> _Exercise brief_
Repeat the data word for word, from its first line through the line that contains "pixel 54 66".

(Object point labels)
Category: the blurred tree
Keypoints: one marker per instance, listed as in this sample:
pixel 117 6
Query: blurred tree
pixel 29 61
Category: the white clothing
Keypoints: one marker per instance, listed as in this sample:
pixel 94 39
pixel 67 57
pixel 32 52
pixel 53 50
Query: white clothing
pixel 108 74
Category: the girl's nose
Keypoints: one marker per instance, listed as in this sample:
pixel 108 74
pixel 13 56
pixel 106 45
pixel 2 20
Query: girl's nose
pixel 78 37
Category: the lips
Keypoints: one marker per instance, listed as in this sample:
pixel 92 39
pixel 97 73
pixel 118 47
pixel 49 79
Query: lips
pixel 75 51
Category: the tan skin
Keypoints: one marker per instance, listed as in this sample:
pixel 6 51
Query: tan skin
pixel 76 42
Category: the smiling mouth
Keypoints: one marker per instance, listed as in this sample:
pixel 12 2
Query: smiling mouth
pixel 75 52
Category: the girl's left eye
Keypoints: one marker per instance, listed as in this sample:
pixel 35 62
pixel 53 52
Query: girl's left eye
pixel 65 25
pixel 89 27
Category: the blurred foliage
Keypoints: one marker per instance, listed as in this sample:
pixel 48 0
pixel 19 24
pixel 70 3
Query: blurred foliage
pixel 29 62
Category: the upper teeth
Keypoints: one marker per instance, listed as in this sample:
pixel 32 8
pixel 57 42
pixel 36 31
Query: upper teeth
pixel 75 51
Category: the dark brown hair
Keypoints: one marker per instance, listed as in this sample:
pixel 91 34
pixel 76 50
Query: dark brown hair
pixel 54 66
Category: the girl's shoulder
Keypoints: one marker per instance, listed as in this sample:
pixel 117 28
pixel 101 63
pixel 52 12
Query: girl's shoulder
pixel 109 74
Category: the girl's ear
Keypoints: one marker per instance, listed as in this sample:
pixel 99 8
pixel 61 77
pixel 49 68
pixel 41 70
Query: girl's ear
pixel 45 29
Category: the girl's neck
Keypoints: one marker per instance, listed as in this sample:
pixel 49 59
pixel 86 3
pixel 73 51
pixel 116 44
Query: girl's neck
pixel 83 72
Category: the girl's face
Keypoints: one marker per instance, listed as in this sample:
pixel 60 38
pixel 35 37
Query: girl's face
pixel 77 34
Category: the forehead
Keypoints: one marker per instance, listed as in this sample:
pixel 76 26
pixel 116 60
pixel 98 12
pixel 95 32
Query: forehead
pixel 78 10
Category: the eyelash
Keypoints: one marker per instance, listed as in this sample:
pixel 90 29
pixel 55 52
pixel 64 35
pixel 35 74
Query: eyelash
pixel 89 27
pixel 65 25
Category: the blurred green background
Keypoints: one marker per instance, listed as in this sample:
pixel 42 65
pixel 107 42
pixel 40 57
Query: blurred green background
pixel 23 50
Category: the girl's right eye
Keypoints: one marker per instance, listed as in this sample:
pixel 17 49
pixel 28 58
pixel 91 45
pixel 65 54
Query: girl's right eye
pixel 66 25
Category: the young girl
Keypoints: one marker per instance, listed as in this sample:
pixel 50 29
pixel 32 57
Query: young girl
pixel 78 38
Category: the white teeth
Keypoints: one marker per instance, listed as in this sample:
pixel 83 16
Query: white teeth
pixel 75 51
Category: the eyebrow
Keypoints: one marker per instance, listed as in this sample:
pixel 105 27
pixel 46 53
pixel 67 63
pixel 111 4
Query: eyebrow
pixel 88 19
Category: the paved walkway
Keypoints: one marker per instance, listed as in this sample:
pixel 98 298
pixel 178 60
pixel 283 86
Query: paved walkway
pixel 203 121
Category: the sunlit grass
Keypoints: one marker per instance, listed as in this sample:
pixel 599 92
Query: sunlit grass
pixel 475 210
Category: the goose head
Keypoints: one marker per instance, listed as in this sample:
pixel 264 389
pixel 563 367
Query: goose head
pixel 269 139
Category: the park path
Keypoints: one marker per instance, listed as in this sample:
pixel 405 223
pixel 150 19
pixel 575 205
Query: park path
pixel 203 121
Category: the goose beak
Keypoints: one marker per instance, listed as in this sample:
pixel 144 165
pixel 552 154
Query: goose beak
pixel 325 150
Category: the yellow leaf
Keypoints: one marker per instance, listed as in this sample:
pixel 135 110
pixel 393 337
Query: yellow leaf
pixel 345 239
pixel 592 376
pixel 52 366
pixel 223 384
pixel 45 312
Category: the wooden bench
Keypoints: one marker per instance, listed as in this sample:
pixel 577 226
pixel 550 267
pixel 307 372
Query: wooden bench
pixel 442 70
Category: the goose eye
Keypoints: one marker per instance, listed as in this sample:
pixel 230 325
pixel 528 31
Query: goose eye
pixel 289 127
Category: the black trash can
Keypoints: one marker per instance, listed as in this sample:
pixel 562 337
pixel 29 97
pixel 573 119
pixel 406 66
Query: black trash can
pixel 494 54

> _Response to this exercise_
Category: the blurred tree
Keypoints: one marker per instance, listed as in this sample:
pixel 117 6
Query: blurred tree
pixel 29 61
Category: the white clothing
Keypoints: one marker per instance, listed as in this sample:
pixel 94 39
pixel 67 57
pixel 32 52
pixel 53 50
Query: white clothing
pixel 108 74
Category: the girl's nose
Keypoints: one marker per instance, listed as in this sample:
pixel 108 74
pixel 13 56
pixel 106 45
pixel 2 20
Query: girl's nose
pixel 78 37
Category: the lips
Keypoints: one marker per instance, listed as in this sample:
pixel 92 39
pixel 97 73
pixel 118 47
pixel 49 79
Query: lips
pixel 75 51
Category: the tan skin
Keypoints: one marker per instance, listed as in this sample:
pixel 6 51
Query: tan skin
pixel 76 42
Category: the smiling mouth
Keypoints: one marker per instance, listed as in this sample:
pixel 12 2
Query: smiling mouth
pixel 75 52
Category: the girl's left eye
Keypoints: one marker per instance, listed as in this sample:
pixel 35 62
pixel 53 52
Query: girl's left eye
pixel 65 25
pixel 89 27
Category: the blurred foliage
Keypoints: one marker per instance, listed as in this sample:
pixel 48 0
pixel 19 24
pixel 70 3
Query: blurred foliage
pixel 29 62
Category: the upper teeth
Keypoints: one marker per instance, listed as in this sample:
pixel 32 8
pixel 57 42
pixel 36 31
Query: upper teeth
pixel 75 51
Category: the dark brown hair
Keypoints: one marker per instance, listed as in this sample:
pixel 91 34
pixel 76 50
Query: dark brown hair
pixel 54 66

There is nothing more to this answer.